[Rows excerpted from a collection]
- - -
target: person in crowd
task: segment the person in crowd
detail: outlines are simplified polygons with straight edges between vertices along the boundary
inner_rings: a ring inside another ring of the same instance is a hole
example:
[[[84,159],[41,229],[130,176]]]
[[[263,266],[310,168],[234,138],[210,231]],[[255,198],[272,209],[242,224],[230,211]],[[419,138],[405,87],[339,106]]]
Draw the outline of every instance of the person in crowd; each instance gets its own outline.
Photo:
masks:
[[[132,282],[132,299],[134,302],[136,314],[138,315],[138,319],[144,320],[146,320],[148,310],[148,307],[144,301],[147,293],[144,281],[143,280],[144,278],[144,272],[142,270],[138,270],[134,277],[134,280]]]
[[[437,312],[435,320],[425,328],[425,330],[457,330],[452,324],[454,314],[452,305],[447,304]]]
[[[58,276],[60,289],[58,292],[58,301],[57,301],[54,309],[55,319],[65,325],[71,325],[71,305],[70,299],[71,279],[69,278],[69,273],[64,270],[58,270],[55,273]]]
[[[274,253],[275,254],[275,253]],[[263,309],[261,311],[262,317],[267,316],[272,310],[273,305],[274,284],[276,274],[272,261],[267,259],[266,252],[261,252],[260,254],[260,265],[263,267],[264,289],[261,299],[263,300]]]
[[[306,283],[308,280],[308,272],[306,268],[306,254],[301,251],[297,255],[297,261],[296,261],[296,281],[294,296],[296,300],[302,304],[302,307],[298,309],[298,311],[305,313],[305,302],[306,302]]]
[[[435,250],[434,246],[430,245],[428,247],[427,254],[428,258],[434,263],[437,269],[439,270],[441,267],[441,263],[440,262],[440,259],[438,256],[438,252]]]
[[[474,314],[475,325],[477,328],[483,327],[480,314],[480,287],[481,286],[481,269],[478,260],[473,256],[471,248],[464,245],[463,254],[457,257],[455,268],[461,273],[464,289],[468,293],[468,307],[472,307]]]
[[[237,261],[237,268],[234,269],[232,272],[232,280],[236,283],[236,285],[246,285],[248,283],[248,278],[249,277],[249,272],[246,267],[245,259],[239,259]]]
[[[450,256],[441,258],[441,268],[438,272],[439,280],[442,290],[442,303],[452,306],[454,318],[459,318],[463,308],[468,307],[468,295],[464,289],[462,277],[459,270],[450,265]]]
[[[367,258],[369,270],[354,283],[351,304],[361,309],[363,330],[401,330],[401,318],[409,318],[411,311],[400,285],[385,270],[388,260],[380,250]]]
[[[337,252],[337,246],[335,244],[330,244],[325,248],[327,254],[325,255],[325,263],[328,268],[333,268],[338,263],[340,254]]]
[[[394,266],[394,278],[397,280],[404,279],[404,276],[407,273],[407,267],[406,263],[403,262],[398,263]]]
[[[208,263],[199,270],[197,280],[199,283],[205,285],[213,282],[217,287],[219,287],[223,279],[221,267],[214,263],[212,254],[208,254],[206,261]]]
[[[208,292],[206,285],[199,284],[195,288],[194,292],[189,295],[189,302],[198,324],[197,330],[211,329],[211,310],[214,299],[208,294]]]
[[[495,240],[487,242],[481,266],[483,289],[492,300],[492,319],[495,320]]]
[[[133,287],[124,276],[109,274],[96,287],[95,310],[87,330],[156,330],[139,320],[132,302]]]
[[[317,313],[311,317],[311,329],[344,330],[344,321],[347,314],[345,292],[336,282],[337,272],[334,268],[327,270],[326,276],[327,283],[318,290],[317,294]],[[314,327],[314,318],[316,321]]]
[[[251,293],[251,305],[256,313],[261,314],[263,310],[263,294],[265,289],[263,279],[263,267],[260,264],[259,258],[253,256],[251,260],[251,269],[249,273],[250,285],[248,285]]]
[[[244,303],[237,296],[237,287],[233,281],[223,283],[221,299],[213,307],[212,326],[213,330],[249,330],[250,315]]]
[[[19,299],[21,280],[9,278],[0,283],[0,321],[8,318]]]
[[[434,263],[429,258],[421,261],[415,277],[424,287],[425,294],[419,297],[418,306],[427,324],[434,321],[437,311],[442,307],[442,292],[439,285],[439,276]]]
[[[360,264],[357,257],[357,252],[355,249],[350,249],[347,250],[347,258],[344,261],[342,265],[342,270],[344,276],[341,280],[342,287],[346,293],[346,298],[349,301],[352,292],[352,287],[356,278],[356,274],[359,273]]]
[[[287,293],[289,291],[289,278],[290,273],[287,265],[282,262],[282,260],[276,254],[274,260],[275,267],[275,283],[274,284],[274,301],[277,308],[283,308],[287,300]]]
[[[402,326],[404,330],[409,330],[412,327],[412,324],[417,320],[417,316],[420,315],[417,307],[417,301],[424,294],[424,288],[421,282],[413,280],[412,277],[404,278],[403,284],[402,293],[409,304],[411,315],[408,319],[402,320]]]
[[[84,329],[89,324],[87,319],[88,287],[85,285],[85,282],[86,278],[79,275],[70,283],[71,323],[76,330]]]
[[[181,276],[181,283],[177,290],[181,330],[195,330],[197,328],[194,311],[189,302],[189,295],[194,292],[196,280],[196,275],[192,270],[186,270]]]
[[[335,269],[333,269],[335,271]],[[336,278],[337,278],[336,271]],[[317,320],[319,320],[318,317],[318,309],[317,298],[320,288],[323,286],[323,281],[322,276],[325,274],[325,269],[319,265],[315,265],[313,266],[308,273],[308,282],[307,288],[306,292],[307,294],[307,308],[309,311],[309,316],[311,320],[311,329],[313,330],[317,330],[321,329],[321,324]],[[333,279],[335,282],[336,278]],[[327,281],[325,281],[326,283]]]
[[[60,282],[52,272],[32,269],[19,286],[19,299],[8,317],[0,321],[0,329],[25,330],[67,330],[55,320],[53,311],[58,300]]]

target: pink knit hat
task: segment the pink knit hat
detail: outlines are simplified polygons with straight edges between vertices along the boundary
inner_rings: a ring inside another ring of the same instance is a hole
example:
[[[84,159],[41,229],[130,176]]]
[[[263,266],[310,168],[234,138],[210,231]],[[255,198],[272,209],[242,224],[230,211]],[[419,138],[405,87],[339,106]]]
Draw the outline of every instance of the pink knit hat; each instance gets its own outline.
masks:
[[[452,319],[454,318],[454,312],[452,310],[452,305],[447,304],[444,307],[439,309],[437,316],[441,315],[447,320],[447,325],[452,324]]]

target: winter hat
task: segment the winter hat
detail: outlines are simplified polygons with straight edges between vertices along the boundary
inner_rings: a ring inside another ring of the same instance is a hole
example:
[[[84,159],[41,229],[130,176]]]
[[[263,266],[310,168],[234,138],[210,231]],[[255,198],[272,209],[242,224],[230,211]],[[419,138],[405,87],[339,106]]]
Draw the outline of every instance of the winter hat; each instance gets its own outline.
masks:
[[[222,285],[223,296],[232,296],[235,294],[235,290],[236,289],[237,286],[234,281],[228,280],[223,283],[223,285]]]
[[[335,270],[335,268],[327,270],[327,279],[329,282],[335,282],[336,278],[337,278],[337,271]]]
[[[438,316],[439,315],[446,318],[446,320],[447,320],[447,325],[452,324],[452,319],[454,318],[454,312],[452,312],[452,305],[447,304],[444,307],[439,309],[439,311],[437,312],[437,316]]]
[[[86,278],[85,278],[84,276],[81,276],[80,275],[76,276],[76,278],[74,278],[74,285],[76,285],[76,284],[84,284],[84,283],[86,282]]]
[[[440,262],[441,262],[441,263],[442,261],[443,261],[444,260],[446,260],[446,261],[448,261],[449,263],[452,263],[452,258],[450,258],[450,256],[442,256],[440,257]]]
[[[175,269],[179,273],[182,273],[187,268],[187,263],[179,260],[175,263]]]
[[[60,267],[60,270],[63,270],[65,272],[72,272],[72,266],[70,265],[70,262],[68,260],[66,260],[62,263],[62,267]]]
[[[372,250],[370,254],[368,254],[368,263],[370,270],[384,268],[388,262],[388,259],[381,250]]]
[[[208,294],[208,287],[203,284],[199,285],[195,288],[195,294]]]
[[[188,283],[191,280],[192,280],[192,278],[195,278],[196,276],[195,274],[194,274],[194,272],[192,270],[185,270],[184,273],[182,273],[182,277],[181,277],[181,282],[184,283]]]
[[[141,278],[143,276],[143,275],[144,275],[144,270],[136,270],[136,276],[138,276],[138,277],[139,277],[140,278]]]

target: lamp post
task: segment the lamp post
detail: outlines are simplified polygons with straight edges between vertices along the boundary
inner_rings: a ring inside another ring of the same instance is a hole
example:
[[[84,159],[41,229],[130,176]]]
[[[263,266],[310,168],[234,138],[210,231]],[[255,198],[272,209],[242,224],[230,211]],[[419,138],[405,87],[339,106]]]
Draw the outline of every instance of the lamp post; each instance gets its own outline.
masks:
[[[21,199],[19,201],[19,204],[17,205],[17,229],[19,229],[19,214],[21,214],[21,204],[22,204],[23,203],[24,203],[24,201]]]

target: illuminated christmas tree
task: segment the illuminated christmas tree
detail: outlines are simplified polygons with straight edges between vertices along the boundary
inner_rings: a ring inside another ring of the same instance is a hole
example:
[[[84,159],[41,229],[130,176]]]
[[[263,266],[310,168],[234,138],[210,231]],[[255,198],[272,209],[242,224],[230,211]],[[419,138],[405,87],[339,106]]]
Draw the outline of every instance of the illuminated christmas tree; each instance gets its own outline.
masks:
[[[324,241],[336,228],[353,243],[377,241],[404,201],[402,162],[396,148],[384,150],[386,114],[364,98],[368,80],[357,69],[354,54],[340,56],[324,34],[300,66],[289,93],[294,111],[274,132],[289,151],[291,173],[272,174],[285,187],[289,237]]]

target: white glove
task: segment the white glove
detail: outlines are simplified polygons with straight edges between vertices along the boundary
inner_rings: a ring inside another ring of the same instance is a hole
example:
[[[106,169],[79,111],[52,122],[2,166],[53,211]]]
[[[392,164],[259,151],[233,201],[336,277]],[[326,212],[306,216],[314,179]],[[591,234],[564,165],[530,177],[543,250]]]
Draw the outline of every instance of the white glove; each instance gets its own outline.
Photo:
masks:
- - -
Exercise description: Output as a JSON list of strings the rows from the line containing "target: white glove" through the end of the rows, one string per line and blank lines omitted.

Solved problem:
[
  "target: white glove",
  "task: segment the white glove",
  "detail: outlines are simplified polygons with straight edges between vertices along the boundary",
  "inner_rings: a ring inside another ring of the same instance is a hole",
  "example:",
  "[[[106,169],[79,111],[52,122],[2,166],[53,211]]]",
  "[[[392,164],[259,151],[233,201],[336,277]],[[326,212],[306,216],[314,179]],[[591,234],[564,165],[530,177],[543,250]]]",
  "Draw the outline of every instance of the white glove; each instance gets its own outline.",
  "Photo:",
  "masks:"
]